_Natural language region descriptions:_
----------------------------------------

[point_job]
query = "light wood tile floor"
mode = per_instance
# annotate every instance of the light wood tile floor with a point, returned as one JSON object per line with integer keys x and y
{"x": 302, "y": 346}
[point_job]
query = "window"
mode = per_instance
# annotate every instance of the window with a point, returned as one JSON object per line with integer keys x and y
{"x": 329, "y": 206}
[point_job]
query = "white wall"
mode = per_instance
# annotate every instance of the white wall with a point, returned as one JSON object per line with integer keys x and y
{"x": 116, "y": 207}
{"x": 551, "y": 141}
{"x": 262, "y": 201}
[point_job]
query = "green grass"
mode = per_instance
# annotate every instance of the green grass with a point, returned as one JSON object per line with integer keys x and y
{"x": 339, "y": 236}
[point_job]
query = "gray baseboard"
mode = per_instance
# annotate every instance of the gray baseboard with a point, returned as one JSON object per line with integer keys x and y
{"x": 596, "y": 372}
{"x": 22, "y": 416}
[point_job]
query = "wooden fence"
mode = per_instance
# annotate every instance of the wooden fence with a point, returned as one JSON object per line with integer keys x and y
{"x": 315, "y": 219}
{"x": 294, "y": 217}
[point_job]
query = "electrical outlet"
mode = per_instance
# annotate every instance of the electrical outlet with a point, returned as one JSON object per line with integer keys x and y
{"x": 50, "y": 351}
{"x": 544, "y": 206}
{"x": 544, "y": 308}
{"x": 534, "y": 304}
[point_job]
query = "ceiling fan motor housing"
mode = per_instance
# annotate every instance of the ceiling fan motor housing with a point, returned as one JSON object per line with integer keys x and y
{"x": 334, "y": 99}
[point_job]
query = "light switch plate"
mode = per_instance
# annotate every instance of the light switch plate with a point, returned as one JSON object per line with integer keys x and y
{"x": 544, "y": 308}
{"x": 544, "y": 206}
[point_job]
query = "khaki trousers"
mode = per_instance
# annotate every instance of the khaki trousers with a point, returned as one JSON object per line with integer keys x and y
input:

----------------------------------------

_EXERCISE:_
Each of the lines above should be printed again precisely as it reads.

_COMPLETED EXERCISE:_
[point_job]
query = "light wood tile floor"
mode = per_instance
# annotate every instance of the light wood tile floor with a point, returned as one JSON object per line with integer keys x and y
{"x": 302, "y": 346}
[point_job]
query = "window"
mode = per_instance
# annotate every instance of the window with a point, returned as one JSON object per line with integer keys x and y
{"x": 329, "y": 206}
[point_job]
query = "white wall"
mode = per_instance
# annotate every instance of the white wall with a point, returned as one JSON object per line with integer keys x and y
{"x": 116, "y": 207}
{"x": 551, "y": 141}
{"x": 262, "y": 201}
[point_job]
query = "green grass"
mode = per_instance
# annotate every instance of the green grass with a point, returned as one JSON object per line with integer keys x and y
{"x": 339, "y": 236}
[point_job]
query = "gray baseboard"
mode = per_instance
# annotate every instance of the gray baseboard with a point, returned as one JSON object per line with integer keys x and y
{"x": 596, "y": 372}
{"x": 22, "y": 416}
[point_job]
query = "wooden fence"
mode = per_instance
# annotate every instance of the wooden fence with a point, returned as one JSON object per line with integer keys x and y
{"x": 315, "y": 219}
{"x": 294, "y": 217}
[point_job]
query = "electrical outlet"
mode = per_instance
# annotate every instance of the electrical outlet with a point, returned as one JSON object per line with integer keys x and y
{"x": 50, "y": 351}
{"x": 544, "y": 206}
{"x": 544, "y": 308}
{"x": 534, "y": 304}
[point_job]
query = "ceiling fan motor housing"
mode = per_instance
# annotate every instance of the ceiling fan motor housing with a point, returned as one JSON object per line with integer keys x and y
{"x": 334, "y": 99}
[point_job]
query = "light switch plate"
mode = per_instance
# annotate every instance of the light switch plate with a point, returned as one JSON object per line with integer keys x and y
{"x": 544, "y": 308}
{"x": 544, "y": 206}
[point_job]
query = "khaki trousers"
mode = per_instance
# annotate every instance of the khaki trousers with a point, returned as one JSON object per line with integer keys x and y
input:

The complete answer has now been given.